▶ AIM OF THE TASK:
Write out the whole listing again, exactly.

▶ EXTRACTED ENTRIES:
=== Begin Enclosure ===
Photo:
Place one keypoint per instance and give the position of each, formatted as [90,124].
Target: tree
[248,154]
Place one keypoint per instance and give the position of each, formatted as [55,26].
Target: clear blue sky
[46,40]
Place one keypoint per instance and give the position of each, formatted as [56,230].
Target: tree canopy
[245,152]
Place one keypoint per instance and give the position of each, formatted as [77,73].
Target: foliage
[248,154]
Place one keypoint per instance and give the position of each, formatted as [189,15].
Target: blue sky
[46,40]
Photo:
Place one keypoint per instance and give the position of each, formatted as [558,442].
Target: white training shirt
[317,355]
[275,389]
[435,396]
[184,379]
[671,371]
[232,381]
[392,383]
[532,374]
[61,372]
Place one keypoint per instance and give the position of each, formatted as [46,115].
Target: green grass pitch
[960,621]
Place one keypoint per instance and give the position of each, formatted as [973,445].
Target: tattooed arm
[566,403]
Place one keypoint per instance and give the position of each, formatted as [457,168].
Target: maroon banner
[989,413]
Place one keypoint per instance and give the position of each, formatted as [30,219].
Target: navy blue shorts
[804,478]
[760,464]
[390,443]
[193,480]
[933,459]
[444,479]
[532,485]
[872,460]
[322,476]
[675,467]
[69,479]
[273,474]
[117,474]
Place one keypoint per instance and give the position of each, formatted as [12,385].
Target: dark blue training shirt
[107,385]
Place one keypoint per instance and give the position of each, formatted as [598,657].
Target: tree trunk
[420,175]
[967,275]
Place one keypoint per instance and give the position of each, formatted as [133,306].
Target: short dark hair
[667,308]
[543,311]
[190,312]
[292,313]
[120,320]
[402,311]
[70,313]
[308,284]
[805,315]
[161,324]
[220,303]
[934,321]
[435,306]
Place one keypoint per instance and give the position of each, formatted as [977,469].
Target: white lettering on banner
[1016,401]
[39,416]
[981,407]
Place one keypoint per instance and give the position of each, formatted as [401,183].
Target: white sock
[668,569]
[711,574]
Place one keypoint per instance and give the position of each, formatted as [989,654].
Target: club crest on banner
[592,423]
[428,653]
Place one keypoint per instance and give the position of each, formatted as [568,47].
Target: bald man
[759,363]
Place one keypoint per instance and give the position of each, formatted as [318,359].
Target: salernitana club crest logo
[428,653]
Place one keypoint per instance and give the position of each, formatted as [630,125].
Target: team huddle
=== End Enclosure ===
▶ SOLUTION TO THE PROBLEM:
Photo:
Place one keypoint per instance and give the position of each, formatted as [90,124].
Target: tree
[248,154]
Place one keypoint per instance and give the position of each, formatted as [55,26].
Target: clear blue sky
[46,40]
Place one keypoint per instance and give the position of each, formatted as [56,230].
Target: tree canopy
[245,152]
Place one keypoint per instance and give the position of each, formatted as [77,73].
Target: foliage
[248,154]
Place one keypoint per instance and give the position of each, formatted as [189,15].
Target: blue sky
[46,40]
Photo:
Place one keypoint per instance and give the position of each, formatted as [558,442].
Target: white training shirt
[317,355]
[275,389]
[435,396]
[184,379]
[671,371]
[232,381]
[392,383]
[532,374]
[61,372]
Place one keypoint per instance and give the position of each, formatted as [46,115].
Target: green grass pitch
[960,621]
Place one keypoint per instance and give the position of each, formatted as [973,445].
Target: tattooed arm
[566,403]
Place one keypoint per instance and give the position of each, formatted as [457,168].
Target: maroon banner
[989,413]
Place one keypoint per instance and give the position of each, formatted as [30,219].
Target: navy blue shorts
[804,478]
[760,464]
[390,443]
[193,480]
[933,459]
[444,479]
[532,485]
[872,460]
[322,476]
[675,467]
[69,479]
[273,474]
[117,474]
Place one keypoint per instance and give the position of each, formatted as [12,385].
Target: dark blue training shirt
[107,385]
Place one keypoint per instance and give the position of each, formatted as [598,657].
Target: tree trunk
[420,175]
[967,275]
Place one keypoint per instance and give the position of each, formatted as [133,306].
Target: short dark hair
[667,308]
[543,311]
[190,312]
[292,313]
[120,320]
[402,311]
[70,313]
[308,284]
[805,315]
[161,324]
[220,303]
[934,321]
[435,306]
Place one keypoint per instance and give the position of each, formatted as [977,469].
Target: white lettering on banner
[1016,401]
[39,416]
[981,407]
Place one keypoint per instance and give the position of each, formatted as [401,183].
Target: white sock
[668,569]
[711,574]
Place one keypoint per instance and give the position of each, formatted as [989,654].
Target: club crest on banner
[592,423]
[428,653]
Place one keypoint per instance and give the position of each, formatted as [568,47].
Target: bald man
[759,363]
Place one keypoint per instance and give the position of each, formatted as [318,359].
Target: salernitana club crest logo
[428,653]
Place one keypoint per instance and give the position of each, formatted as [630,125].
Target: team huddle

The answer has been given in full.